Current projections show it is on target to achieve only £6.3 million of those with £7.45 million worth unlikely to come forward in the social care and support and children and families areas.
Within the £26 million, £5.8 million more is expected to be required to fulfil the council’s obligation to find care placements – in its own homes or in private provision – for children that need to be looked after, including “high-cost, wrap-around extra care packages” that can cost up to £30,000 per week for one child.
Such placements have been on the council’s agenda for some time with extra capacity being built within the county’s own provision to bring down costs in the long term, although this is adding an extra £1.178 million pressure this year in pre and post-opening costs. There is also a £4.2 million projected overspend on staff to help deal with rising demand.
Older people’s services are set to require another £9.7 million due to the level of needs some service users have and the volume of demand coming forward.
Overall, the council’s service areas are expected to spend £35.8 million more than planned this year, and while bigger-than-expected government grants and capital savings help to cover off all bar £883,000 this year, deputy leader and portfolio holder for finance Councillor Peter Butlin (Con, Admirals & Cawston) admitted there was a lot of work to do to head off long-term problems.
He highlighted a new £2.6 million gap in High Needs Block funding for education “mainly due to increased demand for SEND (special educational needs and disabilities provision) across a range of areas” and a £2.8 million shortfall in funding for home-to-school transport.
“Home-to-school transport has already been recognised as a problem for us and we have a cross-party budget working group that is trying to identify ways of trying to hold down that budget but there is still increased demand," he said.
There is also an added pressure of £1.65 million on energy costs.
Cllr Butlin explained: “We have been in an advantageous position over the past two years when the price was going up because we had forward bought and the prices held.
“Unfortunately, we have now come to the end of those contracts and new prices are having an impact on our budgets so we are going to see an increase, particularly with gas.
“I have had further discussions with our suppliers and they are saying they are managing to forward buy gas so, while we will see a small spike over these next 12 months, hopefully things will settle back down again and we will see reduced energy costs later on.
"That is the only bright spot that I can report at the moment.”
On the overall picture, Cllr Butlin later warned: “If this is a trend that takes place across the next five years of our medium term financial strategy, we are going to have to make some tough decisions.”
However, he concluded that the “precautionary note” would inform the work that directors and senior managers at the county must do to highlight potential savings, adding that the council always “plans for the worst and hopes for the best”.
Leader Councillor Izzi Seccombe OBE (Con, Stour and the Vale) added: “This is the first quarter report and at this time of year there is always a degree of variance.
“We know where are going with it and as much as anything else, this is a shared understanding of the position we are in and how we as a cabinet team and corporate board leadership team can work together to resolve the problems.
“We have many months ahead of us to do that. It is always quite a way apart at this point in time but the underlying issue is the awareness for us as a leadership team – and I talk about that in the broadest sense – that this is a corporate responsibility.
“It is not individual to departments, it never will be, and we work at this together as we always have done.
"The main thing for me is that awareness.”

▬▬▬▬▬▬

--- Request 1 ---
Render the rows as a numbered list, skipping blank lines, starting at the line that contains "If you could tag each instance of the man's hand" and ending at the last of the rows.

--- Record extracts ---
▬▬▬▬▬▬

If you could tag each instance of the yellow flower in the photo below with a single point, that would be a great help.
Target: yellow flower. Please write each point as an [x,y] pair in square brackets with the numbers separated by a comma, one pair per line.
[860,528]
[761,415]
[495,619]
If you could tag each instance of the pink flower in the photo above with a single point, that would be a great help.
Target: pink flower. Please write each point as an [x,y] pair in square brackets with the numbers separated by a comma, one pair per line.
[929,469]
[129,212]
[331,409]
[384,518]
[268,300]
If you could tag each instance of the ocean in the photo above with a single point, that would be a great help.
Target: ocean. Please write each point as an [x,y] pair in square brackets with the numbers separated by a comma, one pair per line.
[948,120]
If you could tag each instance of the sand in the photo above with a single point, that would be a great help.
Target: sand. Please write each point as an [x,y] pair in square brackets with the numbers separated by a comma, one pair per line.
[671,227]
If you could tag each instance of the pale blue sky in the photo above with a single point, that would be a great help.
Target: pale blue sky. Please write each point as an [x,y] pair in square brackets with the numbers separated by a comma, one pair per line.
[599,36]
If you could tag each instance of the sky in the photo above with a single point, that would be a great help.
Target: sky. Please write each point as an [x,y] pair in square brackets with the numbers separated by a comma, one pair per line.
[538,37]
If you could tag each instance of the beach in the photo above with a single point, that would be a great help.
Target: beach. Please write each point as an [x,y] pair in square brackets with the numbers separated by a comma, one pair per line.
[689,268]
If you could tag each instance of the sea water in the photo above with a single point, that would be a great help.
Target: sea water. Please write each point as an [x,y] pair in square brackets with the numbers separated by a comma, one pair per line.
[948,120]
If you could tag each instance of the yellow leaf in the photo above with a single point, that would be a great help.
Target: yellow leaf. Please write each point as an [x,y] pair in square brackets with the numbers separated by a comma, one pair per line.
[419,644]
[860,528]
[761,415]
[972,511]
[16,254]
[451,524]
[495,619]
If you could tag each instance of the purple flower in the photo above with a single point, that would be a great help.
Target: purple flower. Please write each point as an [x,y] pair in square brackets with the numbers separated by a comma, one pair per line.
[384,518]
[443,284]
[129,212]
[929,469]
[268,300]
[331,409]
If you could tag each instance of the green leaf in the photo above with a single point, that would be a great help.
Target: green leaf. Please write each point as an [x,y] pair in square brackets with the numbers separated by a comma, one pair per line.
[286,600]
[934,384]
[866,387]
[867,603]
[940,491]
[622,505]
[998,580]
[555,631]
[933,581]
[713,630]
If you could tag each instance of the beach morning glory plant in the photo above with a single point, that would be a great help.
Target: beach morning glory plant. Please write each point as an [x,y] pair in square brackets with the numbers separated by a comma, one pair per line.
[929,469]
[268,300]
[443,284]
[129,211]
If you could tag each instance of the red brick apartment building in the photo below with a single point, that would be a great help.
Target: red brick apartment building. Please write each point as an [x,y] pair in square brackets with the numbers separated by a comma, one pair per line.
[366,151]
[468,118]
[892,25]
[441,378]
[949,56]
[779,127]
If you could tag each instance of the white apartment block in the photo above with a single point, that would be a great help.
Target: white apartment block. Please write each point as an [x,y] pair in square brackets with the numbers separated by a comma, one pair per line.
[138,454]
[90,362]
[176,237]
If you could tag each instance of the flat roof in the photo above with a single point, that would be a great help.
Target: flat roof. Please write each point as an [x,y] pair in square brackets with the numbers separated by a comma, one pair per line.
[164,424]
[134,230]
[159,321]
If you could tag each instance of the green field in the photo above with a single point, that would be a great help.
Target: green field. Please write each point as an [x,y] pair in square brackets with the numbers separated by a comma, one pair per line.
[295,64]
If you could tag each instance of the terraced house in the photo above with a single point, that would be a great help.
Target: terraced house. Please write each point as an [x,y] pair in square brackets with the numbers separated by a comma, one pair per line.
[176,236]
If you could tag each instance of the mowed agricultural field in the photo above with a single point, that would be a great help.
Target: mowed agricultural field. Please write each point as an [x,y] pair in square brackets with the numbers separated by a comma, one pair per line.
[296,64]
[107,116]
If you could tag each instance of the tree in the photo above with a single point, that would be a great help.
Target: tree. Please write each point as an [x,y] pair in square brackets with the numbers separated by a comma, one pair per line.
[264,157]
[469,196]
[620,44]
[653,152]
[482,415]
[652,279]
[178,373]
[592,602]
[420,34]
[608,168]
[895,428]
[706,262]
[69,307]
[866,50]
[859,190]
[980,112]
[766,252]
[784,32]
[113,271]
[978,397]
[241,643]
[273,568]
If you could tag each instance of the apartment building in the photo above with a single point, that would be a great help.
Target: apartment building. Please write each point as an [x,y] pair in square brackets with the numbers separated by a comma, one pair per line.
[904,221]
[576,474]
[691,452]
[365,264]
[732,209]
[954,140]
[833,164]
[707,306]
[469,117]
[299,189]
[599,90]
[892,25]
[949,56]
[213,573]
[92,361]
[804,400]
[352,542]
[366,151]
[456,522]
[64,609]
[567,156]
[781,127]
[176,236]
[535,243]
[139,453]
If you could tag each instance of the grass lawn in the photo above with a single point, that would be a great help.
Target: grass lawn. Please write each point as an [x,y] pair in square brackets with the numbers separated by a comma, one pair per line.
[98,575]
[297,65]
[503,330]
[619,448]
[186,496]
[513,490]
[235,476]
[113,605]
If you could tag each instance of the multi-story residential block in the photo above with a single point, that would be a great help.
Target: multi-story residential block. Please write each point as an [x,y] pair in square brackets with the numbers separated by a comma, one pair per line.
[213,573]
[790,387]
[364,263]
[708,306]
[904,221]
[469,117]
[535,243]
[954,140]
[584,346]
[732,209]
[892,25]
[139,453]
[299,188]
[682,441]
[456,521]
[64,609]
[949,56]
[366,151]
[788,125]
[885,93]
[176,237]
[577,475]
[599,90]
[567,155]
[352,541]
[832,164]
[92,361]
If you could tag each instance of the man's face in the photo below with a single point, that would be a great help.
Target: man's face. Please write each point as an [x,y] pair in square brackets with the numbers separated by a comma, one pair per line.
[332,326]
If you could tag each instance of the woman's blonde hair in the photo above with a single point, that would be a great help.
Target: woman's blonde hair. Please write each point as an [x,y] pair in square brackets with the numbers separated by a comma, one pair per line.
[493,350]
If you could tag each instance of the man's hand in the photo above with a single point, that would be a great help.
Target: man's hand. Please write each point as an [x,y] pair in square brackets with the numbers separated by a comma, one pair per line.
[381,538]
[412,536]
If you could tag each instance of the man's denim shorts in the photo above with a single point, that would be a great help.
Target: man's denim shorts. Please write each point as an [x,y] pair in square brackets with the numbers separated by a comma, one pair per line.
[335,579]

▬▬▬▬▬▬

--- Request 2 ---
From the council budget report, list every sum of money that falls between £1 million and £5 million.

--- Problem solution 1 ---
1. If you could tag each instance of the man's hand in the photo above with a single point, that would be a great help.
2. Target: man's hand. Please write each point as an [x,y] pair in square brackets with the numbers separated by a comma, one pair per line.
3. [381,538]
4. [412,536]
5. If you could tag each instance of the man's denim shorts in the photo above with a single point, that would be a great help.
6. Target: man's denim shorts. Please write each point as an [x,y] pair in square brackets with the numbers separated by a comma, one pair per line.
7. [335,579]

--- Problem solution 2 ---
- £1.178 million
- £4.2 million
- £2.6 million
- £2.8 million
- £1.65 million